═══ RECORDS PROVIDED ═══
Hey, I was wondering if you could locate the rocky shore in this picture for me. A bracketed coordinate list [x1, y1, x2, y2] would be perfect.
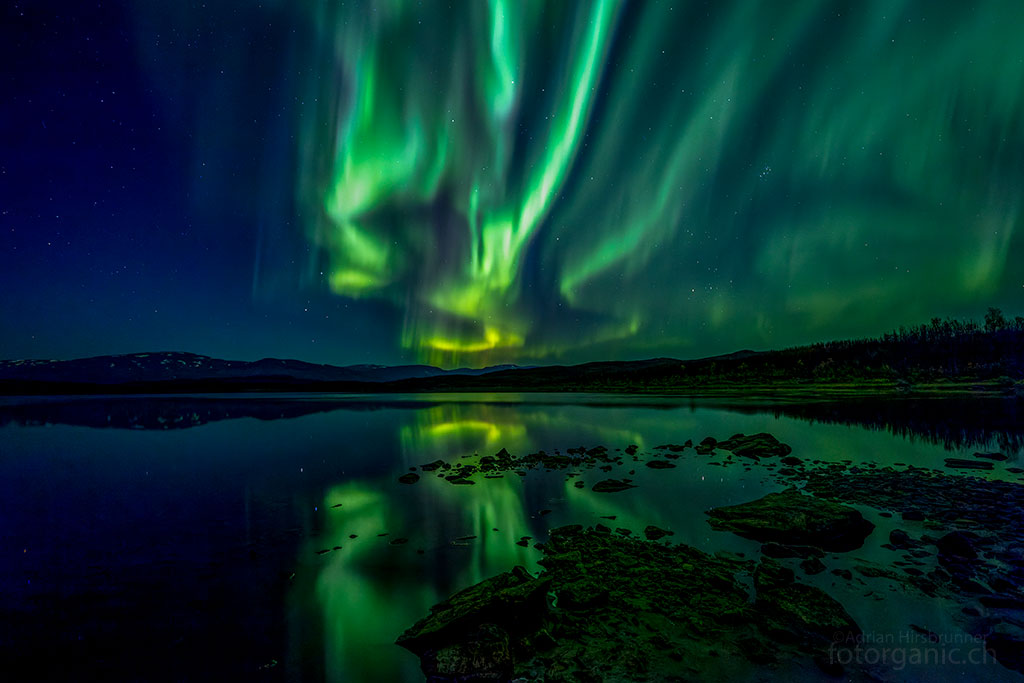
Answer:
[397, 433, 1024, 682]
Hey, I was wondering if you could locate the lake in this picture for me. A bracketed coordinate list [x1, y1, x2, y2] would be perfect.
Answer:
[0, 394, 1022, 681]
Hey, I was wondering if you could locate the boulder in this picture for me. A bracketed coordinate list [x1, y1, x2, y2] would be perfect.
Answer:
[708, 488, 874, 552]
[717, 432, 793, 460]
[591, 479, 636, 494]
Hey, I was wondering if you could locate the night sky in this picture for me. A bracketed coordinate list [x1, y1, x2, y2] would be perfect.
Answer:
[0, 0, 1024, 366]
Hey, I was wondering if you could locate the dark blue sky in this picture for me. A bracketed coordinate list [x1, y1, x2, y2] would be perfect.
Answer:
[0, 2, 397, 362]
[0, 0, 1024, 366]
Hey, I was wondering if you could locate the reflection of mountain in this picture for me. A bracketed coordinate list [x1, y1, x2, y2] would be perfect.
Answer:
[0, 394, 1024, 454]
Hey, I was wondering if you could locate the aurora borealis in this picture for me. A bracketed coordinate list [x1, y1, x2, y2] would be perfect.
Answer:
[0, 0, 1024, 366]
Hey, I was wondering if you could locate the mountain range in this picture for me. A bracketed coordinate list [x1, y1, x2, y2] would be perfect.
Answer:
[0, 351, 518, 385]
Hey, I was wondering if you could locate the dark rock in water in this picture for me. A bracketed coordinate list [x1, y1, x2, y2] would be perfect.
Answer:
[708, 488, 874, 552]
[591, 479, 636, 494]
[643, 524, 675, 541]
[935, 531, 978, 564]
[889, 528, 920, 550]
[645, 460, 676, 470]
[398, 525, 860, 683]
[693, 436, 718, 456]
[395, 566, 551, 660]
[946, 458, 993, 470]
[716, 432, 793, 459]
[985, 622, 1024, 674]
[800, 557, 826, 574]
[761, 543, 824, 559]
[754, 560, 860, 645]
[974, 453, 1008, 462]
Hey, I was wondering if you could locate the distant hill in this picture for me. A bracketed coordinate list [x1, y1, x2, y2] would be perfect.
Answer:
[0, 308, 1024, 395]
[0, 351, 516, 385]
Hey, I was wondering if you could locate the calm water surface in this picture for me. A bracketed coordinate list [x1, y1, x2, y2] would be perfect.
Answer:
[0, 394, 1021, 681]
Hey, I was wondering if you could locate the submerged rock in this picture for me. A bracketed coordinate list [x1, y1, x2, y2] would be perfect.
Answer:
[717, 432, 793, 459]
[643, 524, 675, 541]
[644, 460, 676, 470]
[945, 458, 993, 470]
[591, 479, 636, 494]
[397, 524, 860, 683]
[395, 566, 551, 660]
[708, 488, 874, 552]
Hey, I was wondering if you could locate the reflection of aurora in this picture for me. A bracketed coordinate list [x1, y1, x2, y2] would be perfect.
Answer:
[307, 403, 649, 680]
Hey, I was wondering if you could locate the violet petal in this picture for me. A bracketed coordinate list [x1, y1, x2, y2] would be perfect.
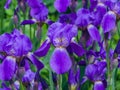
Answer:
[88, 25, 101, 42]
[34, 39, 50, 57]
[0, 56, 16, 81]
[50, 48, 72, 74]
[101, 11, 116, 33]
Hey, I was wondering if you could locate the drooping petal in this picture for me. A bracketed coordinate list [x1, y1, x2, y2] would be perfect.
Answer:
[8, 35, 32, 56]
[0, 56, 16, 81]
[22, 69, 35, 82]
[88, 25, 101, 42]
[93, 3, 107, 26]
[34, 39, 50, 57]
[101, 11, 116, 33]
[85, 64, 98, 81]
[68, 69, 77, 85]
[50, 48, 72, 74]
[20, 20, 36, 25]
[14, 80, 20, 90]
[4, 0, 12, 9]
[54, 0, 70, 12]
[0, 33, 11, 52]
[47, 22, 63, 41]
[70, 42, 85, 56]
[75, 8, 90, 28]
[27, 53, 44, 71]
[30, 3, 48, 21]
[114, 40, 120, 54]
[27, 0, 42, 8]
[94, 81, 105, 90]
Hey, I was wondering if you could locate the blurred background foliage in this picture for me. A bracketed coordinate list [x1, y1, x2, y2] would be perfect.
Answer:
[0, 0, 120, 90]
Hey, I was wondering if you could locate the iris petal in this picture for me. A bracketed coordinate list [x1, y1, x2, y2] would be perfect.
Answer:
[34, 40, 50, 57]
[70, 42, 85, 56]
[101, 11, 116, 33]
[54, 0, 70, 12]
[27, 53, 44, 70]
[88, 25, 101, 42]
[50, 48, 72, 74]
[0, 56, 16, 81]
[94, 81, 105, 90]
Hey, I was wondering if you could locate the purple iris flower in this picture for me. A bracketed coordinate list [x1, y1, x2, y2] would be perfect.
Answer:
[4, 0, 12, 9]
[85, 61, 107, 90]
[0, 29, 43, 80]
[58, 13, 77, 24]
[27, 0, 48, 22]
[101, 0, 120, 33]
[34, 22, 85, 74]
[21, 0, 48, 25]
[75, 8, 101, 42]
[54, 0, 71, 12]
[68, 68, 80, 90]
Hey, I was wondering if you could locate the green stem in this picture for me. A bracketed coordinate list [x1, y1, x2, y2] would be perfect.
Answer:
[106, 38, 112, 90]
[117, 23, 120, 39]
[58, 75, 62, 90]
[111, 67, 117, 90]
[30, 25, 32, 39]
[49, 69, 54, 90]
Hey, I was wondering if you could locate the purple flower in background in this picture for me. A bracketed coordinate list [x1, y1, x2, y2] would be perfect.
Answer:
[27, 0, 48, 22]
[85, 61, 107, 90]
[34, 22, 85, 74]
[68, 68, 80, 90]
[54, 0, 70, 12]
[0, 29, 43, 80]
[75, 8, 101, 42]
[101, 11, 116, 33]
[4, 0, 12, 9]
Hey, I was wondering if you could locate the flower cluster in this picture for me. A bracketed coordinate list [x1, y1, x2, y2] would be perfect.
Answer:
[0, 0, 120, 90]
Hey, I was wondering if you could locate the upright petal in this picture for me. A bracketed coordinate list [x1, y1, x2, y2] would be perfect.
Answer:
[114, 40, 120, 54]
[4, 0, 12, 9]
[54, 0, 70, 12]
[101, 11, 116, 33]
[20, 19, 36, 25]
[27, 53, 44, 70]
[34, 39, 50, 57]
[88, 25, 101, 42]
[0, 56, 16, 81]
[22, 69, 35, 82]
[70, 42, 85, 56]
[94, 81, 105, 90]
[85, 64, 98, 81]
[50, 48, 72, 74]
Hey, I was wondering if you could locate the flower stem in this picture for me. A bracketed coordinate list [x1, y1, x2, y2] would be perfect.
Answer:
[58, 75, 62, 90]
[49, 69, 54, 90]
[106, 38, 112, 90]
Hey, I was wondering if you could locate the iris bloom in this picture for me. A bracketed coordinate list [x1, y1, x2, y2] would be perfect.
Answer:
[34, 22, 85, 74]
[75, 8, 101, 42]
[0, 29, 43, 81]
[85, 61, 107, 90]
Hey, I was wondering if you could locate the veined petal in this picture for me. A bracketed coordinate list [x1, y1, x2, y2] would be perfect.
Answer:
[27, 53, 44, 70]
[101, 11, 116, 33]
[88, 25, 101, 42]
[22, 69, 35, 82]
[34, 39, 50, 57]
[94, 81, 105, 90]
[114, 40, 120, 54]
[0, 56, 16, 81]
[85, 64, 98, 81]
[54, 0, 70, 12]
[20, 20, 36, 25]
[50, 48, 72, 74]
[4, 0, 12, 9]
[70, 42, 85, 56]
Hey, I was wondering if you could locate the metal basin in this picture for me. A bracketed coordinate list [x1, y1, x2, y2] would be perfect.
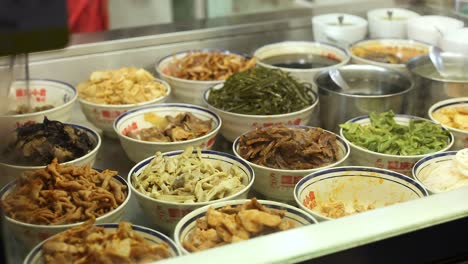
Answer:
[406, 53, 468, 116]
[315, 65, 414, 132]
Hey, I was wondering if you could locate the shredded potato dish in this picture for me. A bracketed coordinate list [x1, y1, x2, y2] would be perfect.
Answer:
[166, 52, 255, 81]
[0, 159, 127, 225]
[77, 68, 168, 105]
[42, 221, 170, 264]
[132, 147, 245, 203]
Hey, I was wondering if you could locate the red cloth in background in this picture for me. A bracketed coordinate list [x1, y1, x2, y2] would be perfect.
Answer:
[67, 0, 109, 33]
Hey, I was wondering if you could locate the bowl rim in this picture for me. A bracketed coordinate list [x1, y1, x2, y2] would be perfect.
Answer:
[427, 97, 468, 135]
[112, 103, 222, 146]
[293, 166, 429, 220]
[311, 12, 369, 26]
[127, 149, 255, 207]
[203, 83, 319, 119]
[366, 7, 421, 18]
[154, 48, 248, 85]
[0, 174, 132, 230]
[24, 221, 182, 264]
[411, 151, 458, 193]
[0, 78, 78, 118]
[407, 15, 464, 29]
[173, 199, 318, 254]
[253, 40, 351, 73]
[78, 78, 172, 109]
[314, 64, 415, 99]
[232, 126, 351, 174]
[0, 123, 102, 170]
[340, 114, 455, 159]
[347, 38, 433, 69]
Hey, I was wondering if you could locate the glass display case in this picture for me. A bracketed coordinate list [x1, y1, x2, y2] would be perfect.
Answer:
[2, 1, 468, 263]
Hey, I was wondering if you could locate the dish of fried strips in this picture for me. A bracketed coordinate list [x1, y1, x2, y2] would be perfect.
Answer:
[182, 198, 296, 252]
[0, 159, 127, 225]
[42, 221, 170, 264]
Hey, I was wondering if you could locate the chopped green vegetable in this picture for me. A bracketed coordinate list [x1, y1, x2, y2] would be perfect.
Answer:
[208, 67, 315, 115]
[340, 111, 449, 156]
═══
_EXERCISE AIM_
Pick out each line of the data above that contains the word "iris", and copy those lines in full.

_ANSWER TO THIS TASK_
Hey, I was wondering if you could locate the iris petal in this picture for me. A bracketed coordinate list [x1, y1, x2, y2] would be perfect.
Hey, I was wondering if you could locate the purple iris flower in this picture for me. A bracketed coordinate list [x1, y1, x2, y2] would be perfect.
Hey, I was wondering if you could locate the iris bloom in this picture for me. A bracketed coordinate list [x1, y1, x2, y2] would be perfect.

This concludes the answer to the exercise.